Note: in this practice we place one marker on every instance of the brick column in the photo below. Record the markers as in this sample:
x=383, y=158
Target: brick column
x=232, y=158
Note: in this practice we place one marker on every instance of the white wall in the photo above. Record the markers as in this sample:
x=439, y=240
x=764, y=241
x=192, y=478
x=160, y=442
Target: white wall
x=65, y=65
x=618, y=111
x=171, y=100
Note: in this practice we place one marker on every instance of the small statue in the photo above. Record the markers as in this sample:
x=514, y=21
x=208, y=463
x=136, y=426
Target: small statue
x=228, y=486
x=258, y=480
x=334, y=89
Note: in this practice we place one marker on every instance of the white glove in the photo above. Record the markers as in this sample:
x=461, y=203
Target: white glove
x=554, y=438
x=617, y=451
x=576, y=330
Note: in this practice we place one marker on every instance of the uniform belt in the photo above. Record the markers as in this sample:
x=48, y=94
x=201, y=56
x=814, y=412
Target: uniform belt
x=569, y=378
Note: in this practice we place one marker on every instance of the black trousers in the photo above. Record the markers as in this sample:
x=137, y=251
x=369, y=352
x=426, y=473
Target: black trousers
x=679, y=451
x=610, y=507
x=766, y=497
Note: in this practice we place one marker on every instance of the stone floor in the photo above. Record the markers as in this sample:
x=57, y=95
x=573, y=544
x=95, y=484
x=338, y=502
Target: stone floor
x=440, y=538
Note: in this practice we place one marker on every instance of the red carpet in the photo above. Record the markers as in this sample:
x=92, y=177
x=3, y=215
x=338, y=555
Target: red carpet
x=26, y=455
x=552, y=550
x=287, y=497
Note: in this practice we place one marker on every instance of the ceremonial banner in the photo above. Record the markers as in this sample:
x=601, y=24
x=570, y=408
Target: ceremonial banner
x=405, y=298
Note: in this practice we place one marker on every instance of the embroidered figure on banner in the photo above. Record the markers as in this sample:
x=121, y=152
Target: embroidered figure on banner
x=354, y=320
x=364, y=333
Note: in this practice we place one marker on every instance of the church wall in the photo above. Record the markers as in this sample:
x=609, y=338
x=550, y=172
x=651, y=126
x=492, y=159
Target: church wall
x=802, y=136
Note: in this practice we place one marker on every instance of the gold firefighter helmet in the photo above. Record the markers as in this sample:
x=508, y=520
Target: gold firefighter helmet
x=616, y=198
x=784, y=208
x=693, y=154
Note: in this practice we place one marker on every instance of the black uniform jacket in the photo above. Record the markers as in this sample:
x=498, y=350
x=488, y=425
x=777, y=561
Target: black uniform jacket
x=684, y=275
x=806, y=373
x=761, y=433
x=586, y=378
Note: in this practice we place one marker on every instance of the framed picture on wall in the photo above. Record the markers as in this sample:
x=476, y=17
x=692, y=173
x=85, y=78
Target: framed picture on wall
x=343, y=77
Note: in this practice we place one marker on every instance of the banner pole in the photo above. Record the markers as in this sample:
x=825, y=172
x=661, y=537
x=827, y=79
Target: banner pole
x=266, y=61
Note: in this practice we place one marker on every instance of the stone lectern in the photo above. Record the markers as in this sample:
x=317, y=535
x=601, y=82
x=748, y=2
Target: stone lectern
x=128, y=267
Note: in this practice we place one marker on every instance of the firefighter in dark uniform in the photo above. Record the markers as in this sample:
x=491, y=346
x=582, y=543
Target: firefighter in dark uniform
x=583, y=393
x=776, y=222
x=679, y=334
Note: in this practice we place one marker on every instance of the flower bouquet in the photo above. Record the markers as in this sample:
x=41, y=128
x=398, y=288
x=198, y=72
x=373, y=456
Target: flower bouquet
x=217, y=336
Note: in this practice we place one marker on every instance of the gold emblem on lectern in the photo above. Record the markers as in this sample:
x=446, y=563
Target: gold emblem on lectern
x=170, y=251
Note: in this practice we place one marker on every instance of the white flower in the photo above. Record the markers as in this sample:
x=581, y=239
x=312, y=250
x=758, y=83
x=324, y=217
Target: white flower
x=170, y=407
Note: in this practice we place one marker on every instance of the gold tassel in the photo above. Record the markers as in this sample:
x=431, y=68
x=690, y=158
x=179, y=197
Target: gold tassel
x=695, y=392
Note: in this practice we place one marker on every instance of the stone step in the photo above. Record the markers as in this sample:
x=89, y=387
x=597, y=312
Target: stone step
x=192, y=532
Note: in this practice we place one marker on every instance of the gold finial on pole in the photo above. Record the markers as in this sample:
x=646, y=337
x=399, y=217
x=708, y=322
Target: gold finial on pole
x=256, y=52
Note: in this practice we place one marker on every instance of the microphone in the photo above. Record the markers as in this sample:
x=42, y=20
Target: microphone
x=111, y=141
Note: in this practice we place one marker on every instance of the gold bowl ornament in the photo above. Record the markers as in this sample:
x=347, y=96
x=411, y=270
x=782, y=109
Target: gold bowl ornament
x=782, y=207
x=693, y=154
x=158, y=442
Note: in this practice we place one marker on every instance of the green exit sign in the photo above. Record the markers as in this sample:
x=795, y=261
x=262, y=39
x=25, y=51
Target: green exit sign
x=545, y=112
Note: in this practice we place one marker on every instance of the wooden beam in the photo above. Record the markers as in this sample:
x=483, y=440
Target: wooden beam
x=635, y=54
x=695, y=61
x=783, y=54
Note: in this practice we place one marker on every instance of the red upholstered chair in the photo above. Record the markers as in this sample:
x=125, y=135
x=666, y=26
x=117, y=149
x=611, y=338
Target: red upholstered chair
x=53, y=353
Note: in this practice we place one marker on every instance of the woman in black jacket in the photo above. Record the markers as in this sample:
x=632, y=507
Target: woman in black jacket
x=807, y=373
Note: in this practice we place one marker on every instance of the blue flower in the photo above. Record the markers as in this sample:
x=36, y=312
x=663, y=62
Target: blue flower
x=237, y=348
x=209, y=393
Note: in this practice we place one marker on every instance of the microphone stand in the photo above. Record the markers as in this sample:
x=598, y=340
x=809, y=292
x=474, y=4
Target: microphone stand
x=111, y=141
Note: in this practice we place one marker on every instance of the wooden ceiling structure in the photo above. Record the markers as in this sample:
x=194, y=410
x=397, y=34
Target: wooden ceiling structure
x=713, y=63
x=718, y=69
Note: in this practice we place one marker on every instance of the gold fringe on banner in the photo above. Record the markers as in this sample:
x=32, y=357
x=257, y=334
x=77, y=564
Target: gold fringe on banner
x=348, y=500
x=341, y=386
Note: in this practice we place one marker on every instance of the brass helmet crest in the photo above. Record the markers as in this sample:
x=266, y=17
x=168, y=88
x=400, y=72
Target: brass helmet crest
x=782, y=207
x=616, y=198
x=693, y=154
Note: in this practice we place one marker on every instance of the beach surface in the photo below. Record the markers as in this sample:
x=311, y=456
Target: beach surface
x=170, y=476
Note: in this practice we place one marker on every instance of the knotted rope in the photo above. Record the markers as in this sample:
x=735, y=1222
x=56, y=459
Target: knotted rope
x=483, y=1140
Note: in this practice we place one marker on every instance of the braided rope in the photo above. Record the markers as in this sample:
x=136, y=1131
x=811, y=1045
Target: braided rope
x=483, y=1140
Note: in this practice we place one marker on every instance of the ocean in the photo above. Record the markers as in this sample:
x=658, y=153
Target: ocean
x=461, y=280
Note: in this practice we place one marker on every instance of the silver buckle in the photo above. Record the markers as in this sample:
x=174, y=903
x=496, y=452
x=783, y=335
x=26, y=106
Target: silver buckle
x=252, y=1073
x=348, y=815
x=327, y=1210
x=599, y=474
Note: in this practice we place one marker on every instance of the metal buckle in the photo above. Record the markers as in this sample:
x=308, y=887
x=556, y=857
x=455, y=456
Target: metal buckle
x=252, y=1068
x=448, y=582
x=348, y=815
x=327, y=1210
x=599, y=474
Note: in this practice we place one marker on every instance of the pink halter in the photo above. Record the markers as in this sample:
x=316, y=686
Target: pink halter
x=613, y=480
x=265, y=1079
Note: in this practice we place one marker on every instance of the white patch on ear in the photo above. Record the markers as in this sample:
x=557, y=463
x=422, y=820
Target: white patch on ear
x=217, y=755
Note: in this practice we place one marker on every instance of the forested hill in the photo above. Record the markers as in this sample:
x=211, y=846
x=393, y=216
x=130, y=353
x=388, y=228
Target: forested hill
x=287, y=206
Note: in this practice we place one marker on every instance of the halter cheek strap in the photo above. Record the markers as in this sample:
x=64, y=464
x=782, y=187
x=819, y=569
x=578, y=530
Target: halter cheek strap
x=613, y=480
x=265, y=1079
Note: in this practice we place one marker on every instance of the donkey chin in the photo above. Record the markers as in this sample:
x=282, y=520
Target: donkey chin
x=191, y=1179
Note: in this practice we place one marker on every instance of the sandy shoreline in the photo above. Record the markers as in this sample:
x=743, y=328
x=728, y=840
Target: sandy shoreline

§ What is required: Can you copy the items word for word, from the first line at the very start through the line with "x=569, y=378", including both of those lines?

§ The reply:
Note: in this practice we place one marker on every instance of the brick column in the photo below. Record the markers as in this sample:
x=383, y=158
Target: brick column
x=232, y=158
Note: in this practice we place one marker on every instance of the white wall in the photo above. Record the markers as in this sample:
x=439, y=240
x=764, y=241
x=192, y=478
x=160, y=442
Target: white wall
x=65, y=65
x=618, y=111
x=171, y=100
Note: in this practice we place one marker on every instance of the small statue in the photo above. Record the markers as in this sample:
x=514, y=21
x=208, y=463
x=136, y=426
Target: small statue
x=228, y=486
x=258, y=480
x=334, y=89
Note: in this practice we place one marker on every instance of the white glove in the photo above. Record the markers as in this sample:
x=461, y=203
Target: white glove
x=554, y=438
x=617, y=451
x=576, y=330
Note: in this practice we place one marker on every instance of the uniform belt in the photo above. Record the markers as in this sample:
x=48, y=94
x=201, y=56
x=814, y=412
Target: uniform belt
x=569, y=378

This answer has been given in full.